Aufgabe A: Kannst du die Zeilen der Einträge in eine JSON-Liste von Zeichenketten umwandeln, eine pro Zeile und ohne Leerzeilen? Beginne mit der Zeile mit „label the banner, a point per instance.“ und geh bis zum Ende der Einträge, beide Enden eingeschlossen.

Textauszug:

▬▬▬▬▬▬

Ostbeauftragte: Junge Menschen in Ostdeutschland weiter benachteiligt

Berlin (Reuters) – Junge Menschen in Ostdeutschland haben der Ostbeauftragten zufolge 35 Jahre nach der Wiedervereinigung noch immer schlechtere Startchancen.

Ostdeutsche hätten weniger Vermögen und weniger Möglichkeiten, durch Netzwerke wie sogenanntes “Vitamin B” im Job aufzusteigen, erklärte Staatsministerin Elisabeth Kaiser (SPD) am Mittwoch zur Vorstellung des jährlichen Lageberichts zum Jahrestag der Deutschen Einheit. Während für viele Westdeutsche die deutsche Teilung gut drei Jahrzehnte nach der Wiedervereinigung 1990 kaum mehr eine Rolle spiele, identifizierten sich noch immer viele junge Menschen als “Ossis”.

Kaiser stellte im Bericht verschiedene Studien vor, die sich mit den Unterschieden zwischen Ost und West beschäftigen. Dem “Elitenmonitor” zufolge ist so etwa der Anteil der Ostdeutschen in Führungspositionen zwischen 2018 und 2024 von 10,9 auf 12,1 Prozent gestiegen. Allerdings sind Ostdeutsche damit insgesamt unterrepräsentiert. In Bereichen wie der Wissenschaft stieg der Anteil der Ostdeutschen in Top-Positionen um rund sieben Prozentpunkte auf knapp neun Prozent. Bei der Führung von Unternehmen fiel er hingegen von 2,9 auf 0 Prozent. Im Militär blieb er bei 0 Prozent.

DIW: KLUFT ZWISCHEN ARM UND REICH SOWIE STADT UND LAND

Als Ursache dafür gilt laut Bericht etwa, dass der Osten noch immer überwiegend ländlich geprägt ist – dort also weniger Institutionen sind, in denen Ostdeutsche Führung übernehmen können. Außerdem seien weniger Ostdeutsche aus dem Milieu, aus dem solches Führungspersonal üblicherweise komme. Nur zehn bis 15 Prozent der Ostdeutschen stammt demnach aus der oberen Mittelschicht oder der Oberschicht, verglichen mit 25 bis 30 Prozent der Westdeutschen.

▬▬▬▬▬▬

Aufgabe B: Wie geht der Artikel über die Startchancen junger Menschen in Ostdeutschland weiter? Setze ihn im Anschluss an seinen letzten Satz fort.

▬▬▬▬▬▬

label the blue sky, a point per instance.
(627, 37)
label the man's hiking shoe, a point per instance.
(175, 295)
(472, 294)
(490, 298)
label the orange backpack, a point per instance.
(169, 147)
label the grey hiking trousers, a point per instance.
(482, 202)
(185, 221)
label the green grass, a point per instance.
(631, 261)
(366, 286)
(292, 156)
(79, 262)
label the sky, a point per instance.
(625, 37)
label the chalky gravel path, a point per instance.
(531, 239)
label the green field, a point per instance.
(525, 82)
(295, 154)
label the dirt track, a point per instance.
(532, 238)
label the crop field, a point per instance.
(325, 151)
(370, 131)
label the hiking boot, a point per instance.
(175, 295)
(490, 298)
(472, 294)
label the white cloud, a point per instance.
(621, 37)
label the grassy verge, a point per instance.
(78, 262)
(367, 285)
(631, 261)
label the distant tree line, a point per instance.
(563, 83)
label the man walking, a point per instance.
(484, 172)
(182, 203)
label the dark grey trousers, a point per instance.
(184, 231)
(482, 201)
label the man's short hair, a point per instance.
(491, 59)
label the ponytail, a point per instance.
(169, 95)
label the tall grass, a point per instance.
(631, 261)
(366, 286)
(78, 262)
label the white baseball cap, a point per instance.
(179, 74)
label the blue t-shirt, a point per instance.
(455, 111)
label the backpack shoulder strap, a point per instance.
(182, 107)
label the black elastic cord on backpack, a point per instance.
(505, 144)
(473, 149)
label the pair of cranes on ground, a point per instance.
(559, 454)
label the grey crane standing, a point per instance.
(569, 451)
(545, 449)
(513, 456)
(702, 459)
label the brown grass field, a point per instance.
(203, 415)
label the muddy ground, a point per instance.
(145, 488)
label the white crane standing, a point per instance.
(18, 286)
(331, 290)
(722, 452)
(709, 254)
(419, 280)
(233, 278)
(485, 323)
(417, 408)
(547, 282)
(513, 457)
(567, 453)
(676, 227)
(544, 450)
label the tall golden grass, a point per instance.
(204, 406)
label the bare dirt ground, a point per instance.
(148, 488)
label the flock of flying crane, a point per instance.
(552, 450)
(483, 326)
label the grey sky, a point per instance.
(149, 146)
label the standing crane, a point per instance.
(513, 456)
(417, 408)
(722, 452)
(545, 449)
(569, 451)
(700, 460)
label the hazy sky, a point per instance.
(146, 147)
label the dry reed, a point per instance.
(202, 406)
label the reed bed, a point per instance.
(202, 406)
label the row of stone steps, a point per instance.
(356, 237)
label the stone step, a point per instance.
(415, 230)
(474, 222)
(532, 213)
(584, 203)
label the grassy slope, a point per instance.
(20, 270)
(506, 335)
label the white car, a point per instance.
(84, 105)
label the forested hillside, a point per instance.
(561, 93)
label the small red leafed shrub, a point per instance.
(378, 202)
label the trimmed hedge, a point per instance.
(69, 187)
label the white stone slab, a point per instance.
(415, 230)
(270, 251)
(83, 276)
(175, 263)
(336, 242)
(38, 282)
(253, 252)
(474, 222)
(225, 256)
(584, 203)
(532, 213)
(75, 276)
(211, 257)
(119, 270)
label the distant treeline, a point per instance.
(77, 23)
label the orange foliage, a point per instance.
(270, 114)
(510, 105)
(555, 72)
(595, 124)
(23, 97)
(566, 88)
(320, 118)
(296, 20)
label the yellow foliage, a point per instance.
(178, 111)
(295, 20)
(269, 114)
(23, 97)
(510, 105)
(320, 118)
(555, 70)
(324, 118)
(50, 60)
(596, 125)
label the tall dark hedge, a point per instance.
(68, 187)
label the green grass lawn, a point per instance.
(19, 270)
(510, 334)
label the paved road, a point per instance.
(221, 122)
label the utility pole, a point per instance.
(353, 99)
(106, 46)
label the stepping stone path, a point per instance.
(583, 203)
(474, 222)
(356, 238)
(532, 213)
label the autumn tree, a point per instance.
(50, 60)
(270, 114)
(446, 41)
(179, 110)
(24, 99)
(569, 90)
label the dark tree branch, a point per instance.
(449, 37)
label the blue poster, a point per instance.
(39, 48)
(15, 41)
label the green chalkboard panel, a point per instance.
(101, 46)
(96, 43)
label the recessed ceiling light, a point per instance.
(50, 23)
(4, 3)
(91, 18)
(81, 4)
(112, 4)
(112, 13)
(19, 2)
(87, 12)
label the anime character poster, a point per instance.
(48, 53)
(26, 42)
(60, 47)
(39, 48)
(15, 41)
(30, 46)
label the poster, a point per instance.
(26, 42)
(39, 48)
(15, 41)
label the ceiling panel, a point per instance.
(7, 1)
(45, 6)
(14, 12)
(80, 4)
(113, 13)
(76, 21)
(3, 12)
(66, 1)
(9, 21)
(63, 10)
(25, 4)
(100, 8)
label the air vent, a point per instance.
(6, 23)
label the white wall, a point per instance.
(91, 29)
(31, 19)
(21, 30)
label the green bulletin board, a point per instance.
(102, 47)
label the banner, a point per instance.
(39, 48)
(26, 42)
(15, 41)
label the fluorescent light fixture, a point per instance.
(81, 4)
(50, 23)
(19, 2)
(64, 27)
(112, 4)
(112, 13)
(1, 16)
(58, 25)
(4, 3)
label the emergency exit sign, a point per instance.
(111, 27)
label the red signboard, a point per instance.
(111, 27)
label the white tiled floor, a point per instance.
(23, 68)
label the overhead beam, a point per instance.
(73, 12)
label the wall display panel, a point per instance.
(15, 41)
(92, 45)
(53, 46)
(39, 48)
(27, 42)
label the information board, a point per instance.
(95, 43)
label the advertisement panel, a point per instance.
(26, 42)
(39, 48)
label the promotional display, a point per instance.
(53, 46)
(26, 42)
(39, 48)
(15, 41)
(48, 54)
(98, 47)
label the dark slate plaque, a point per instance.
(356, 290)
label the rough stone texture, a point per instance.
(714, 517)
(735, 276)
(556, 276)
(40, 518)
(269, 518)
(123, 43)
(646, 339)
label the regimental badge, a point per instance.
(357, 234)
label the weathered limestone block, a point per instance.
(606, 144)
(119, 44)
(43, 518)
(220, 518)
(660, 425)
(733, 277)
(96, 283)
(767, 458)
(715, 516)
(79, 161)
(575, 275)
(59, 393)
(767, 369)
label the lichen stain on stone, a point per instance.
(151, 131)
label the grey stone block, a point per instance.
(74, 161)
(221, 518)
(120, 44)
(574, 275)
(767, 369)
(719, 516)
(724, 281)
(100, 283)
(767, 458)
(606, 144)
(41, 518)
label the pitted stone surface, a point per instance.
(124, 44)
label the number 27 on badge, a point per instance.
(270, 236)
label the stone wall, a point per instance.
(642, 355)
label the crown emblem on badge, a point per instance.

▬▬▬▬▬▬

Lösung A:
[
  "label the banner, a point per instance.",
  "(39, 48)",
  "(26, 42)",
  "(15, 41)",
  "label the fluorescent light fixture, a point per instance.",
  "(81, 4)",
  "(50, 23)",
  "(19, 2)",
  "(64, 27)",
  "(112, 4)",
  "(112, 13)",
  "(1, 16)",
  "(58, 25)",
  "(4, 3)",
  "label the emergency exit sign, a point per instance.",
  "(111, 27)",
  "label the red signboard, a point per instance.",
  "(111, 27)",
  "label the white tiled floor, a point per instance.",
  "(23, 68)",
  "label the overhead beam, a point per instance.",
  "(73, 12)",
  "label the wall display panel, a point per instance.",
  "(15, 41)",
  "(92, 45)",
  "(53, 46)",
  "(39, 48)",
  "(27, 42)",
  "label the information board, a point per instance.",
  "(95, 43)",
  "label the advertisement panel, a point per instance.",
  "(26, 42)",
  "(39, 48)",
  "label the promotional display, a point per instance.",
  "(53, 46)",
  "(26, 42)",
  "(39, 48)",
  "(15, 41)",
  "(48, 54)",
  "(98, 47)",
  "label the dark slate plaque, a point per instance.",
  "(356, 290)",
  "label the rough stone texture, a point per instance.",
  "(714, 517)",
  "(735, 276)",
  "(556, 276)",
  "(40, 518)",
  "(269, 518)",
  "(123, 43)",
  "(646, 339)",
  "label the regimental badge, a point per instance.",
  "(357, 234)",
  "label the weathered limestone block, a point per instance.",
  "(606, 144)",
  "(119, 44)",
  "(43, 518)",
  "(220, 518)",
  "(660, 425)",
  "(733, 277)",
  "(96, 283)",
  "(767, 458)",
  "(715, 516)",
  "(79, 161)",
  "(575, 275)",
  "(59, 393)",
  "(767, 369)",
  "label the lichen stain on stone, a point per instance.",
  "(151, 131)",
  "label the grey stone block, a point per instance.",
  "(74, 161)",
  "(221, 518)",
  "(120, 44)",
  "(574, 275)",
  "(767, 369)",
  "(719, 516)",
  "(724, 281)",
  "(100, 283)",
  "(767, 458)",
  "(606, 144)",
  "(41, 518)",
  "label the pitted stone surface, a point per instance.",
  "(124, 44)",
  "label the number 27 on badge, a point per instance.",
  "(270, 236)",
  "label the stone wall, a point per instance.",
  "(642, 355)",
  "label the crown emblem on badge, a point per instance."
]

Lösung B:
Dennoch sind einer Studie des Deutschen Instituts für Wirtschaftsforschung (DIW) zufolge nicht alle Unterschiede zwischen Ost und West auf die deutsche Teilung zurückzuführen. Die ostdeutschen Bundesländer hätten demnach längst zu den ärmeren westdeutschen Bundesländern aufgeholt. Eine Kluft herrsche vielmehr zwischen Arm und Reich und zwischen Stadt und Land. Die Produktivität in Bereichen wie Bildung, Gesundheit oder öffentlicher Verwaltung ist den Berliner Ökonomen im Osten sogar im Schnitt höher als im Westen. Der Osten schneide insgesamt aber schlechter ab, weil er ländlich geprägt sei.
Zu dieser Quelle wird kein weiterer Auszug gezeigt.